To see the bit I mean go 38 minutes 40 seconds in.



This article written by Nick Lacey sets out to try to answer the question:


Points from the article:

  • low vs high culture debate is fuelled by politicians, education ministers, cultural critics and the media.

If someone was asked who are the greatest writers of all time we may hear names such as Shakespeare, Thomas Hardy, Charles Dickens and TS Elliot. In music names such as Bach, Mozart and Beethoven. But why is it that this is the case, some of the people who answer that question may not have even read or heard these writers or composers work so how would they know.

According to the French philosopher Pierre Bourdieu by knowing “great works of art” people believe they have cultural capital which would enable them to become part of the ‘elite’. There is this idea that knowing the ‘classics’ means that you are somehow better prepared in the world and if for some reasons you aren’t knowledgeable on something that is classed as a ‘classic’ then it is a very bad thing indeed. However why should someone have to have read a certain book to be allowed in the ‘elite’ group, I feel this group is a little bit clicky. However this distinction in classes is said to now be far less important that in the past as both high and low culture is available to all classes in some way, shape or form. All classes have a high range of media available to them and can decide what and how they want to experience it.

There is now also the idea that age, gender and ethnicity also have a part in determine what texts are for cultural capital. For example I have had little experience of the ‘classics’ during my time at school however have broadened my knowledge of TV Drama, Arthouse films and music videos. In a time of postmodernism there is no reason why as a media student I can’t compare a soap opera and Shakespeare’s pieces.

There is a problem with having such a high range of texts available to us, how on earth are we going to find out what is worth experiencing? If we only read, watch, play etc what is most popular we may be denying ourselves all the niche texts, we could be missing out on the ‘long tail’. There are many lists and polls of “the greatest [insert media here] of all time”, if I haven’t seen many of these things on these lists does that mean I’m missing out or have I made my own list that is more important to me?

- _Directive 1_
Render every line of the listing that follows as a numbered list, omitting blank lines.

- _Information given_
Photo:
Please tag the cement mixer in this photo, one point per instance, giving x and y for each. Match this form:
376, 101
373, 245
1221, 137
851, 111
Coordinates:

- _Directive 2_
Retype the part of the piece on high and low culture between "This article written" and "and the media.", inclusive.

- _Complete response 1_
1. Photo:
2. Please tag the cement mixer in this photo, one point per instance, giving x and y for each. Match this form:
3. 376, 101
4. 373, 245
5. 1221, 137
6. 851, 111
7. Coordinates:

- _Complete response 2_
This article written by Nick Lacey sets out to try to answer the question:


Points from the article:

  • low vs high culture debate is fuelled by politicians, education ministers, cultural critics and the media.